Output each line of the data word for word, from the first through the line that holds "64L1034 178L1029 426L1178", and leave off whatever follows.
**** RECORDS SUPPLIED ****
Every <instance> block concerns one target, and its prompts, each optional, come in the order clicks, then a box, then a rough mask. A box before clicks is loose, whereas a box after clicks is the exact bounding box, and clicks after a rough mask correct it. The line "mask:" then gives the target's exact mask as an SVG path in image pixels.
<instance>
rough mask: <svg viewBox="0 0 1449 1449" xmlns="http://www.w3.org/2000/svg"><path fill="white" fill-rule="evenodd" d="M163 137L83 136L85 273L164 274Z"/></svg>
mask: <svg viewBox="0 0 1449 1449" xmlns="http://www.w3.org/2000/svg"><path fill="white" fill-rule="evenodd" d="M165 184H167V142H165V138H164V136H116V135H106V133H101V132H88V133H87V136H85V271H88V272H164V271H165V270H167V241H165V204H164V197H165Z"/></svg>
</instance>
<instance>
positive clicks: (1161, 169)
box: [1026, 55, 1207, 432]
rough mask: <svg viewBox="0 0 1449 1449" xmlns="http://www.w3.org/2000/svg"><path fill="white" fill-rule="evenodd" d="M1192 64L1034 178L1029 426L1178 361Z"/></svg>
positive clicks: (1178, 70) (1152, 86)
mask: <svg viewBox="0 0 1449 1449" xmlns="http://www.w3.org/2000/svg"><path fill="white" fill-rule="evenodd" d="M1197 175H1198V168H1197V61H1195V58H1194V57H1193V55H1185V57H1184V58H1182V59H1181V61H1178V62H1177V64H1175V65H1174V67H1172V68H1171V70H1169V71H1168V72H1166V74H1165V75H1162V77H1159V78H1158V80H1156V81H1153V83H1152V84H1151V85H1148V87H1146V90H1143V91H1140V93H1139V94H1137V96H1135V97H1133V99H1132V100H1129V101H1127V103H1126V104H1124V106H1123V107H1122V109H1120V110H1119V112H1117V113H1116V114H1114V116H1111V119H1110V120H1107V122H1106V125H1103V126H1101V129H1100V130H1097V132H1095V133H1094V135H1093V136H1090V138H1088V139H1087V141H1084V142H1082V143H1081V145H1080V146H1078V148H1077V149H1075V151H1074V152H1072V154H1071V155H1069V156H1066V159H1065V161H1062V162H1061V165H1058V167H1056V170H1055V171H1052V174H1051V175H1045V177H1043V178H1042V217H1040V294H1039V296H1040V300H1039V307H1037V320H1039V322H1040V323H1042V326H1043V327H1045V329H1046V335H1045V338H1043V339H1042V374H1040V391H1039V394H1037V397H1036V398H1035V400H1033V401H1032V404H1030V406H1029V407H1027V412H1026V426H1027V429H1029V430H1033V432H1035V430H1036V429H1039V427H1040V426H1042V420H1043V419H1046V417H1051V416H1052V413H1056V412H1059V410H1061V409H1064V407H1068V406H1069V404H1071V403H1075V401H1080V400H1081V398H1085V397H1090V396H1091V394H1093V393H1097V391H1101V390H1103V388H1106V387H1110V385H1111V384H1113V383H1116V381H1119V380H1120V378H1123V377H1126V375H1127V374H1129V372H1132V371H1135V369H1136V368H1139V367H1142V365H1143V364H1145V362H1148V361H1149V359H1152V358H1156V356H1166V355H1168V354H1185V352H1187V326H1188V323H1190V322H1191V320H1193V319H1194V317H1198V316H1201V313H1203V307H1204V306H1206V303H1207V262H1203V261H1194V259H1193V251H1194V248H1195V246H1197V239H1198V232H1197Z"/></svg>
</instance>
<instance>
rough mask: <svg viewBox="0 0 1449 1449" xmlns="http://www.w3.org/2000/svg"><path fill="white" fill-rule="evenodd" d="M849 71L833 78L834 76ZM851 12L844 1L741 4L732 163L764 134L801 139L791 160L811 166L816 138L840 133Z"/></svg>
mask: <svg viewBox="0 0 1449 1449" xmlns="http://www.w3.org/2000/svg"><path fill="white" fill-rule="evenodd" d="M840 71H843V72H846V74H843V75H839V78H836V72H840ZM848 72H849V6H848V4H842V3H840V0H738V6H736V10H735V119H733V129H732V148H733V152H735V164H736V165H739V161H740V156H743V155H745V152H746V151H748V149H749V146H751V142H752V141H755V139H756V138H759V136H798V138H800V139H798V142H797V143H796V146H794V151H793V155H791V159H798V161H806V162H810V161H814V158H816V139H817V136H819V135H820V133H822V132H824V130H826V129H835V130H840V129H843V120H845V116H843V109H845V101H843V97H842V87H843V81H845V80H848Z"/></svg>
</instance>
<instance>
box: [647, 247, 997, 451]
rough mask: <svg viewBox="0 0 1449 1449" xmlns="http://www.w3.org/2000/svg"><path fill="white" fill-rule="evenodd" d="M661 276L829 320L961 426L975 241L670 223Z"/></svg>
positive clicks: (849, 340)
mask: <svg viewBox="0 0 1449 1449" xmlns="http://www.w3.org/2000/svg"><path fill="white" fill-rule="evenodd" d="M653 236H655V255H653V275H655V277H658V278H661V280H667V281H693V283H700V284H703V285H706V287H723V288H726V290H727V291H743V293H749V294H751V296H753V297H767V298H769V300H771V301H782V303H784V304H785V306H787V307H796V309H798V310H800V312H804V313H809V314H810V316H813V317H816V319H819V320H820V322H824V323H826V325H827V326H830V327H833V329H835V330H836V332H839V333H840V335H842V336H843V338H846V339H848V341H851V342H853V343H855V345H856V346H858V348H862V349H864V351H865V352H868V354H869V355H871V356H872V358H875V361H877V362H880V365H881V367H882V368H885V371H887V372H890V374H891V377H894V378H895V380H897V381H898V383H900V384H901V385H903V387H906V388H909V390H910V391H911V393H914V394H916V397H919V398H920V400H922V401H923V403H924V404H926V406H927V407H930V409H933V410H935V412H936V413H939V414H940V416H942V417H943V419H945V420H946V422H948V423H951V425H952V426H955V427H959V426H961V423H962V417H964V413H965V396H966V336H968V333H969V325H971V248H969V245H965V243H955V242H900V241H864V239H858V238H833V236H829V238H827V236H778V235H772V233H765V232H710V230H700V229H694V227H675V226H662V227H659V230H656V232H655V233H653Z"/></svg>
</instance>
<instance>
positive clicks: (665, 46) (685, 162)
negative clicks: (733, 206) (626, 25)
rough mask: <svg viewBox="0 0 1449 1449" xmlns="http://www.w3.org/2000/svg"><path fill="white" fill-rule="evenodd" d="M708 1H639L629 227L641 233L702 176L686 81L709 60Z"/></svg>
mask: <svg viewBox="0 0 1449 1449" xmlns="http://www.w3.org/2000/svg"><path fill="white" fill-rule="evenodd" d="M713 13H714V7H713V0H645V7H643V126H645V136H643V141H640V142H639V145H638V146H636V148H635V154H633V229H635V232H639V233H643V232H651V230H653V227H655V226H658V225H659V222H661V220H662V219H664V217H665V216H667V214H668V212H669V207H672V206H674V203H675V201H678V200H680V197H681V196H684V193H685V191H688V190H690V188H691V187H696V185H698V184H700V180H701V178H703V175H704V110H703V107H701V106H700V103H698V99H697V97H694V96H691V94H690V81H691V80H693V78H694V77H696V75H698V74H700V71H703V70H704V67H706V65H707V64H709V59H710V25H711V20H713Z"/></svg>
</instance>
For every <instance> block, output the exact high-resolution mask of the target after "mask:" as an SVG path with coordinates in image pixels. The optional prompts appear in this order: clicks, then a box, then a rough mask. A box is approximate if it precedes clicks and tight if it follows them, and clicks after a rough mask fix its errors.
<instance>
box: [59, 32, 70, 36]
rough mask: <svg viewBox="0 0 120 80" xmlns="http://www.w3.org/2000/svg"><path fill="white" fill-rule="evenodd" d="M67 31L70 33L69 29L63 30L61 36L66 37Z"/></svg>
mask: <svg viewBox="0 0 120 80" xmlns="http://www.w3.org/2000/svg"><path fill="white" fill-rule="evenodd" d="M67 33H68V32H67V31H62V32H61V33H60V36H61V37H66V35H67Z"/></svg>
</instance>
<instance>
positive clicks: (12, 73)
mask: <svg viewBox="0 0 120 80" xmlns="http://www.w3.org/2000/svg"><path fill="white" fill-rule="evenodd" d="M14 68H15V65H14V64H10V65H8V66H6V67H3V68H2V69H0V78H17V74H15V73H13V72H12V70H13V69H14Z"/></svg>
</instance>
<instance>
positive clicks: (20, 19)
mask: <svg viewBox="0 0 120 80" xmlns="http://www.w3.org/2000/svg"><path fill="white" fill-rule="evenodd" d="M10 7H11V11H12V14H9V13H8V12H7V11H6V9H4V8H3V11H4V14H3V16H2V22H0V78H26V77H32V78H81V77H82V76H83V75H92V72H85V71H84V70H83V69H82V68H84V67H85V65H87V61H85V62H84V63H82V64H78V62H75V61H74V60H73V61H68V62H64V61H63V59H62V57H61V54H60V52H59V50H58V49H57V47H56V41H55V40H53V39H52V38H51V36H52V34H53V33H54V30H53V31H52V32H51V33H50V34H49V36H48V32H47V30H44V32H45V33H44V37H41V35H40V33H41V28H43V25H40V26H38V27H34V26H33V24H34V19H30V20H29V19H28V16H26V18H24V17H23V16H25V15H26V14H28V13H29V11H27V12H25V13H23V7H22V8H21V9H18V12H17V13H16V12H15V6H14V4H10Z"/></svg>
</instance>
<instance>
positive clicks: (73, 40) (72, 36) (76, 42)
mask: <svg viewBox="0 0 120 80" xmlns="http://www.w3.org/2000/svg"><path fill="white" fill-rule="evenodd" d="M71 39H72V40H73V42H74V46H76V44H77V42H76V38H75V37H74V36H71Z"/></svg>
****
RESPONSE AREA:
Every <instance> block concerns one target, and its prompts, each optional, come in the order clicks, then a box, then a rough mask. A box before clicks is loose, whereas a box after clicks is the exact bounding box, and clicks after a rough mask correct it. The line "mask:" then gives the target's exact mask as an SVG path in image pixels.
<instance>
rough mask: <svg viewBox="0 0 1449 1449" xmlns="http://www.w3.org/2000/svg"><path fill="white" fill-rule="evenodd" d="M163 137L83 136L85 273L164 274Z"/></svg>
mask: <svg viewBox="0 0 1449 1449" xmlns="http://www.w3.org/2000/svg"><path fill="white" fill-rule="evenodd" d="M165 184H167V142H165V138H164V136H116V135H106V133H101V132H88V133H87V136H85V271H88V272H164V271H165V270H167V241H165V204H164V197H165Z"/></svg>
</instance>
<instance>
positive clicks: (1161, 169)
box: [1026, 55, 1207, 432]
rough mask: <svg viewBox="0 0 1449 1449" xmlns="http://www.w3.org/2000/svg"><path fill="white" fill-rule="evenodd" d="M1192 64L1034 178L1029 426L1178 361Z"/></svg>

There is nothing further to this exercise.